2013-07-11 21:39:34 | 政治経済

安倍首相がここにきて、「日本を誇りある国にしていくためにも憲法改正にもしっかりと取り組んでいく」(6日、京都)と口にしはじめた。安倍政権の改憲策動の新たな特徴は、集団的自衛権容認という当面の主要な改憲目標を解釈改憲の手法で実行しようとしていること、同時に、96条改憲を先行することで明文改憲をも実行しようとしていることの二点である。安倍政権は、参院選においても改憲問題を争点のひとつに設定し、参院選後の新たな政治的配置のもとで、かかる二つの内容を持った改憲を強行しようとしている。実に容易ならぬ事態である(渡辺治「安倍改憲論の背景とねらい・その新たな特徴」『法と民主主義2013.6/No.479』)。

 

戦後日本は、国会における改憲の最大の障害物であった社会党を小沢「政治改革」で葬り去るまで、日米安保+9条のバランスを維持してきた。政府による憲法9条解釈は、自衛隊による海外での武力行使を禁止し、集団的自衛権行使も認められないとしてきた。ところが、冷戦が終焉した90年代以降、社会主義圏の崩壊で、文字どおり地球規模で多国籍企業が跋扈する自由な資本主義市場秩序が世界に広がり、世界の政治経済は激変した。唯一の覇権国となったアメリカが、拡大した自由市場秩序の「警察官」の役割を引き受けたが、アメリカは、同じく自由な市場秩序の恩恵を被りながら、日米安保の負担だけで、海外でアメリカ軍とともに血を流そうとしない自衛隊に苛立ちを強めた。これは、海外進出を強める多国籍企業やその政治代理人である安倍首相などの日本の支配層にとっては、まことに面目の立たないことである。自衛隊の海外派兵の要求が日米支配層から強く押し出されるのは、当然のなりゆきであった。

## [提供データ]

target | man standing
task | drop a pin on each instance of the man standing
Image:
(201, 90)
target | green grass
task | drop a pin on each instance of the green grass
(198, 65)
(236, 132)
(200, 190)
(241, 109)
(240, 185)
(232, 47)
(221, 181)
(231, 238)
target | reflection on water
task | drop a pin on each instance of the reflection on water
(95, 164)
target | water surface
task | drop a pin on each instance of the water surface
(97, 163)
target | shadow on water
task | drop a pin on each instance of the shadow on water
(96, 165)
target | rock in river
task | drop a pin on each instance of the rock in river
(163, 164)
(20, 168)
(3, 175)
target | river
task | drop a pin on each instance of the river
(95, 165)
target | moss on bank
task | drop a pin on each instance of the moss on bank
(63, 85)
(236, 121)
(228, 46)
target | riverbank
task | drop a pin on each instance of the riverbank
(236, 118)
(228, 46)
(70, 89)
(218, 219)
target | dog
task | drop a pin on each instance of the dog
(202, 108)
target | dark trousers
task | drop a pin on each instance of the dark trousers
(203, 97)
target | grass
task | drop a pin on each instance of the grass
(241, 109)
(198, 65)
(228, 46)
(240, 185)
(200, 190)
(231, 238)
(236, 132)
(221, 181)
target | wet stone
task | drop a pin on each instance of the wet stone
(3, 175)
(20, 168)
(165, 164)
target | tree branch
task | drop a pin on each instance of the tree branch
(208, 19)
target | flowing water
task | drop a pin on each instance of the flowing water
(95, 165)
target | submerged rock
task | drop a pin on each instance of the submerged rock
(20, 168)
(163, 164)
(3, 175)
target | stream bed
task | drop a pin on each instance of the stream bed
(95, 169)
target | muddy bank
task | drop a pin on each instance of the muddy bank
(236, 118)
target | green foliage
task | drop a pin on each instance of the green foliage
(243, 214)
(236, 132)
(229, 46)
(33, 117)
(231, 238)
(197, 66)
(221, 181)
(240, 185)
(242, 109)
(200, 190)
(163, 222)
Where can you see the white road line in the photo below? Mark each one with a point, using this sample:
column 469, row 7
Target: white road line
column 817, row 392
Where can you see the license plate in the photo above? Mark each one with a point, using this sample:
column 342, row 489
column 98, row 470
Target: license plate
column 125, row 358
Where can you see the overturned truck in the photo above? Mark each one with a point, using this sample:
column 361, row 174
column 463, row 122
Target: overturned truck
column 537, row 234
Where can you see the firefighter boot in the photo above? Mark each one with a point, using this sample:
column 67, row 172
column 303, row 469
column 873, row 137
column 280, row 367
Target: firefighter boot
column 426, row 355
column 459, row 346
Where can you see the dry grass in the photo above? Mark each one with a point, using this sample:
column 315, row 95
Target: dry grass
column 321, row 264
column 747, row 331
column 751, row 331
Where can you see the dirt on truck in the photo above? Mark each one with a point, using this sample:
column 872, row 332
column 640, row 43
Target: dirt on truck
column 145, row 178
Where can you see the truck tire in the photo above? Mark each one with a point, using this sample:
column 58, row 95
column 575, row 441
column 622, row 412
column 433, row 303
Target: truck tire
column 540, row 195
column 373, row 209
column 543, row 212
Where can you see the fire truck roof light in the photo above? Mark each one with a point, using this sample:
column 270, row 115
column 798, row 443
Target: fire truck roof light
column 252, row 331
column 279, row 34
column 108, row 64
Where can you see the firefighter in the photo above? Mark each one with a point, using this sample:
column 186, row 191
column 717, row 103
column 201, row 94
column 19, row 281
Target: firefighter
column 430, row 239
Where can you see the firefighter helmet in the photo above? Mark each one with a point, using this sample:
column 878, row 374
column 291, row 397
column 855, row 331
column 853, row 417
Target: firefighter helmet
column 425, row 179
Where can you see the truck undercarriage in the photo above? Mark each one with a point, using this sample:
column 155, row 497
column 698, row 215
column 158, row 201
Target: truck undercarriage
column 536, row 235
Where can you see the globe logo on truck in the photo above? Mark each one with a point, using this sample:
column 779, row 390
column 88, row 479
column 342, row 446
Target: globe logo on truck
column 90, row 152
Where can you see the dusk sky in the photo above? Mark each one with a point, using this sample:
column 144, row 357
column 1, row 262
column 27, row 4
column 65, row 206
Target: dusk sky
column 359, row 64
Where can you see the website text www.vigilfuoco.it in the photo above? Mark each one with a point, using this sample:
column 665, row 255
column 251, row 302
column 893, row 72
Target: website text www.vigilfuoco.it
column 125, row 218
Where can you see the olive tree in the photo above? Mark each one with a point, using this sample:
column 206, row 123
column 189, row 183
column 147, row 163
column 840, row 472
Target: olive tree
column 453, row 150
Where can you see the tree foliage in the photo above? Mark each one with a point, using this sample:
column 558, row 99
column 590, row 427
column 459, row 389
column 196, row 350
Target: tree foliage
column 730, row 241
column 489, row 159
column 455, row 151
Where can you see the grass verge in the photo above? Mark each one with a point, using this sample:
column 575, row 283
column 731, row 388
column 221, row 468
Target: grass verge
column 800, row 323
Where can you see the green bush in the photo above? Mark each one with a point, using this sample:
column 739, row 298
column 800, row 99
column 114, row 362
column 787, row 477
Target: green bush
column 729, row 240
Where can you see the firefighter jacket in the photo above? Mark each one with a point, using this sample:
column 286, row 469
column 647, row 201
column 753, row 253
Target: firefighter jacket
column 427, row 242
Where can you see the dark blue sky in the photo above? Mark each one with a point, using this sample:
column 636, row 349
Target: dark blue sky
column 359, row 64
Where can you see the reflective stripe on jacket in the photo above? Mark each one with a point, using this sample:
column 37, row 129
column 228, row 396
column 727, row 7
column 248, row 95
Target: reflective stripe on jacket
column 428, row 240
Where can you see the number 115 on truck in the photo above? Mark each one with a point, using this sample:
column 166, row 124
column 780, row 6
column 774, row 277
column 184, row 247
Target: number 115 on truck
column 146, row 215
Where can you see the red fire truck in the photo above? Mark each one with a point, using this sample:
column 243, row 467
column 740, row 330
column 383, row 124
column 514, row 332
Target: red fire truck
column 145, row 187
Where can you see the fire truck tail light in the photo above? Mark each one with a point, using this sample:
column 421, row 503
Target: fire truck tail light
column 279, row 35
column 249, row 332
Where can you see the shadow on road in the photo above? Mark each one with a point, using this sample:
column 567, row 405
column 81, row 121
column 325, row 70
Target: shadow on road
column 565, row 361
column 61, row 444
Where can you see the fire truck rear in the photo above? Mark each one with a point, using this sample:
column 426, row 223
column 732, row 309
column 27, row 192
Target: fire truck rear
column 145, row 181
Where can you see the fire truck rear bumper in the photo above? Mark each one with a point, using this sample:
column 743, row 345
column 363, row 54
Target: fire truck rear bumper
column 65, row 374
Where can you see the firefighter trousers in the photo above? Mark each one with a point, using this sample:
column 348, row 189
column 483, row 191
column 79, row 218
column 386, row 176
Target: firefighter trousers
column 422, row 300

## [出題内容]
上の文書の抜粋の「2013-07-11 21:39:34 | 政治経済」から「13.6/No.479』)。」までを、一字も変えずに書き写してください。

## [回答]
2013-07-11 21:39:34 | 政治経済

安倍首相がここにきて、「日本を誇りある国にしていくためにも憲法改正にもしっかりと取り組んでいく」(6日、京都)と口にしはじめた。安倍政権の改憲策動の新たな特徴は、集団的自衛権容認という当面の主要な改憲目標を解釈改憲の手法で実行しようとしていること、同時に、96条改憲を先行することで明文改憲をも実行しようとしていることの二点である。安倍政権は、参院選においても改憲問題を争点のひとつに設定し、参院選後の新たな政治的配置のもとで、かかる二つの内容を持った改憲を強行しようとしている。実に容易ならぬ事態である(渡辺治「安倍改憲論の背景とねらい・その新たな特徴」『法と民主主義2013.6/No.479』)。